-- BEGIN Extracted text --
IN THE UNITED STATES DISTRICT COURT FOR THE EASTERN DISTRICT OF CALIFORNIA
May 8, 2012
TAHERA AHRARY, PLAINTIFF,
SUSAN CURDA, OFFICER IN CHARGE, SACRAMENTO OFFICE, U.S. CITIZENSHIP AND IMMIGRATION SERVICES; ALEJANDRO N. MAYORKAS, DIRECTOR, BUREAU OF CITIZENSHIP AND IMMIGRATION SERVICES, U.S. DEPT. OF HOMELAND SECURITY; JANET NAPOLITANO, U.S. SECRETARY OF HOMELAND SECURITY; ERIC H. HOLDER, JR., U.S. ATTORNEY GENERAL; ROBERT S. MUELLER, III, DIRECTOR OF THE FEDERAL BUREAU OF INVESTIGATION, DEFENDANTS.
The opinion of the court was delivered by: Garland E. Burrell, Jr. United States District Judge
Defendants move for summary judgment on Plaintiff's claim for mandamus relief compelling Defendants to adjudicate her I-485 application to adjust status to permanent residency, arguing "the delay of processing such a complex adjustment case involving terrorism is, as a matter of law, not unreasonable." (Defs.' Mot. 3:16-19.) Specifically, Defendants argue they "have yet to reach final adjudication because of the series of legislative and policy changes that have affected [Plaintiff's] admissibility." Id. 6:4-5. Plaintiff opposes the motion.
I. LEGAL STANDARD
When the defendant is the moving party and is seeking summary judgment on one or more of a plaintiff's claims,
[the defendant] has both the initial burden of production and the ultimate burden of persuasion on [the motion]. In order to carry its burden of production, the [defendant] must either produce evidence negating an essential element of the [plaintiff's claim] or show that the [plaintiff] does not have enough evidence of an essential element to carry its ultimate burden of persuasion at trial. In order to carry its ultimate burden of persuasion on the motion, the [defendant] must persuade the court that there is no genuine issue of material fact.
-- END Extracted text --
-- BEGIN Records --
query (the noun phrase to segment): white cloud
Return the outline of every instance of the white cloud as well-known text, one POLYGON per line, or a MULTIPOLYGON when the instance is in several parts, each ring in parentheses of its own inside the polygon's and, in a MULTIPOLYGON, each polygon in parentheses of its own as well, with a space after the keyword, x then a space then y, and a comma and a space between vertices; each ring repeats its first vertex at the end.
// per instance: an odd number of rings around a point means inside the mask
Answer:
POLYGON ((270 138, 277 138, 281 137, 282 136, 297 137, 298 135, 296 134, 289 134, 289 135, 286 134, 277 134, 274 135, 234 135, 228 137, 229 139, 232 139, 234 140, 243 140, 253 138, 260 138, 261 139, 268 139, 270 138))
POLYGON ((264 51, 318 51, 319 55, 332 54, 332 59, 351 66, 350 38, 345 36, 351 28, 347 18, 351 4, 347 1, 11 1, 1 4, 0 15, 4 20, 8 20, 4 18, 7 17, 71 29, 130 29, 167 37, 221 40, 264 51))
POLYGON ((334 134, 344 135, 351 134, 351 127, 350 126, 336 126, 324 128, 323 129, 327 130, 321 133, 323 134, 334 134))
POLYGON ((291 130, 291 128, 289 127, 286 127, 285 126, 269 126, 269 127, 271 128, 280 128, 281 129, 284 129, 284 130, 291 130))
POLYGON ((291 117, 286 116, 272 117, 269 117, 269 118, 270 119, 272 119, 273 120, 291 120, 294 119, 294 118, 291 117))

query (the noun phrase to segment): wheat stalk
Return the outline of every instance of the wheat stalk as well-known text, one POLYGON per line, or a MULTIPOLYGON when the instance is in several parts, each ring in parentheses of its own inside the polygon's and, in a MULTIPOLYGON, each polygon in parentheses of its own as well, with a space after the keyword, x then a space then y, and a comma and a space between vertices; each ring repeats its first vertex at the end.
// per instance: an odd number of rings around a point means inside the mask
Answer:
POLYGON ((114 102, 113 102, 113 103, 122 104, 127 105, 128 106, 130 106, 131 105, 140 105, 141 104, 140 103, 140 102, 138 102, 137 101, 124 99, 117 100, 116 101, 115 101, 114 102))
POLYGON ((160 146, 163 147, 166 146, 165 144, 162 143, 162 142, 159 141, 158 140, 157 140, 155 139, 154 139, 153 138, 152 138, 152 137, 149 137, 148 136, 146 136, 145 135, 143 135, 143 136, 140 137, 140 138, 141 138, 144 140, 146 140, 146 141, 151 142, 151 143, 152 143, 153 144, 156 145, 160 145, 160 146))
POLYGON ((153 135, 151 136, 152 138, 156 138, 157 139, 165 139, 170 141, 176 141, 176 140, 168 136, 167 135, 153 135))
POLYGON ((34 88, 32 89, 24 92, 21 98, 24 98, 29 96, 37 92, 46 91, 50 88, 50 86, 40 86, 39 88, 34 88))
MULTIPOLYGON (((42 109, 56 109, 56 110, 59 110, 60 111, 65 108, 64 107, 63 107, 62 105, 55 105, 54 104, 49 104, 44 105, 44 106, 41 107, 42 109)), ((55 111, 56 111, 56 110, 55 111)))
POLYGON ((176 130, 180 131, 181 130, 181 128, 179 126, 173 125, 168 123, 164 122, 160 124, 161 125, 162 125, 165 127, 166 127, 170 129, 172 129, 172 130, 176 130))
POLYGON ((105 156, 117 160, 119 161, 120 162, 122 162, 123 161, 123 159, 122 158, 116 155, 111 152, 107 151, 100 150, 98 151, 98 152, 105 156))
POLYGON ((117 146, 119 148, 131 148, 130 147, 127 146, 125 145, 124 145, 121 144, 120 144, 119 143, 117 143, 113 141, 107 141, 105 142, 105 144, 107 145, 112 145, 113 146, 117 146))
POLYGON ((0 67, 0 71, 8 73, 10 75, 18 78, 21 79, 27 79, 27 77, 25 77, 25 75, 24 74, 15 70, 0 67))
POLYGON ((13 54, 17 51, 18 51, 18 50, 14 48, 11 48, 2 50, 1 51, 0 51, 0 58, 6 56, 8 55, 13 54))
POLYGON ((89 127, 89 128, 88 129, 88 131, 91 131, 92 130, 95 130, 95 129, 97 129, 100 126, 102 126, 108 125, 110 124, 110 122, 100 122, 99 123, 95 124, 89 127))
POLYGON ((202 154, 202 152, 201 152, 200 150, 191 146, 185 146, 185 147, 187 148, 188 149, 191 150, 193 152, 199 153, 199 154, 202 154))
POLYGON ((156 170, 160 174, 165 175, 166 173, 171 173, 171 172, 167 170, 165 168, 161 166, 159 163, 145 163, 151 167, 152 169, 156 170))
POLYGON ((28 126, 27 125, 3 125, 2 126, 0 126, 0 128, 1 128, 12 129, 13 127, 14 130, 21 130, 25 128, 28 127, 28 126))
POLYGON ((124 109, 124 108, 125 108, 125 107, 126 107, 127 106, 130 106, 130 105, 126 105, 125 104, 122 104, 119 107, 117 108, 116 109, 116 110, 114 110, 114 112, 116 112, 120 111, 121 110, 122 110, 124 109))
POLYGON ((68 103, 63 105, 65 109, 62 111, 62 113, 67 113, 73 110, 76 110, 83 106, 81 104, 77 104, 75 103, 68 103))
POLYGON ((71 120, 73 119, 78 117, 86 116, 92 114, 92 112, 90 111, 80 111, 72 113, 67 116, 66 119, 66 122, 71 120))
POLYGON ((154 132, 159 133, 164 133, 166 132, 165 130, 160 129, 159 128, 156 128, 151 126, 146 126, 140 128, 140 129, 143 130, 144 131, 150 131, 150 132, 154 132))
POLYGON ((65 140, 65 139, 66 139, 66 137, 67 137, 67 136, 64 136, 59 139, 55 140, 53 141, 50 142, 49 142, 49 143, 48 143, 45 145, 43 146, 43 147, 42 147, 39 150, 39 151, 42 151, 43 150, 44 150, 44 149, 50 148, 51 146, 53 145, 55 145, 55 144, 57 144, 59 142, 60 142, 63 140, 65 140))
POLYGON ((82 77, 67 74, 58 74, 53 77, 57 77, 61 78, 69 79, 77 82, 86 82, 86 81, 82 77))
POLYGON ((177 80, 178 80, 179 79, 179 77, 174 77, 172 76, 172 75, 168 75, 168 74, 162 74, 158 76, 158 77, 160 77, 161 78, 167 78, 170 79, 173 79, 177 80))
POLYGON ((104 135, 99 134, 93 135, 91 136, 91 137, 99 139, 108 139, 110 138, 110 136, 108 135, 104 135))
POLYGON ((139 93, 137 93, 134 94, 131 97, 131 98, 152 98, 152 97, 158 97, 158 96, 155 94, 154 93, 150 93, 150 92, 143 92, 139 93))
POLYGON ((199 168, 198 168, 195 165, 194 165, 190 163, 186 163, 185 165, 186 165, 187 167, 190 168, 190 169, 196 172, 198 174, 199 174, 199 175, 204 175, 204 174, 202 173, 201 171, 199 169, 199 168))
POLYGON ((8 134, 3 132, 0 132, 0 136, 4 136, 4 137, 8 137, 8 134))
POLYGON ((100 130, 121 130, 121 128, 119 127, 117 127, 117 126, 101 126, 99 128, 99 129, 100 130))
-- END Records --
Aim 1: According to the court opinion, which application does the plaintiff seek to have the defendants adjudicate?
Aim 2: Continue the court opinion above, picking up after its last sentence.

Expected answer 1: Her I-485 application to adjust status to permanent residency.

Expected answer 2:
Nissan Fire & Marine Ins. Co., Ltd. v. Fritz Cos., Inc., 210 F.3d 1099, 1102 (9th Cir. 2000) (citations omitted). Defendants' motion is based on negating an essential element of Plaintiff's claim for mandamus relief, specifically, that the delay in processing her application is unreasonable. Since Defendants do not carry their initial burden of production, however, the Court will not reach the ultimate burden of persuasion.
II. UNCONTROVERTED FACTS
Local Rule 260(b) requires:
Any party opposing a motion for summary judgment or summary adjudication [must] reproduce the itemized facts in the [moving party's] Statement of Undisputed Facts and admit those facts that are undisputed and deny those that are disputed, including with each denial a citation to the particular portions of any pleading, affidavit, deposition, interrogatory answer, admission, or other document relied upon in support of that denial.
If the non-movant does not "specifically . . . [controvert duly supported] facts identified in the [movant's] statement of undisputed facts," the non-movant "is deemed to have admitted the validity of the facts contained in the [movant's] statement." Beard v. Banks, 548 U.S. 521, 527 (2006).
Plaintiff does not specifically controvert the facts in Defendants statement of undisputed facts; therefore, the following facts are uncontroverted for the purposes of Defendants' motion. Plaintiff "was granted asylum on January 13, 2000[; and a] year later, [she] applied for asylum-based adjustment of status pursuant to 8 U.S.C. § 1159(b)." (Defs.' Statement of Undisputed Facts ("SUF") ¶ 1.) "On December 22, 2010, [Plaintiff] filed a second adjustment of status application based on her marriage to a United States citizen." Id. ¶ 2.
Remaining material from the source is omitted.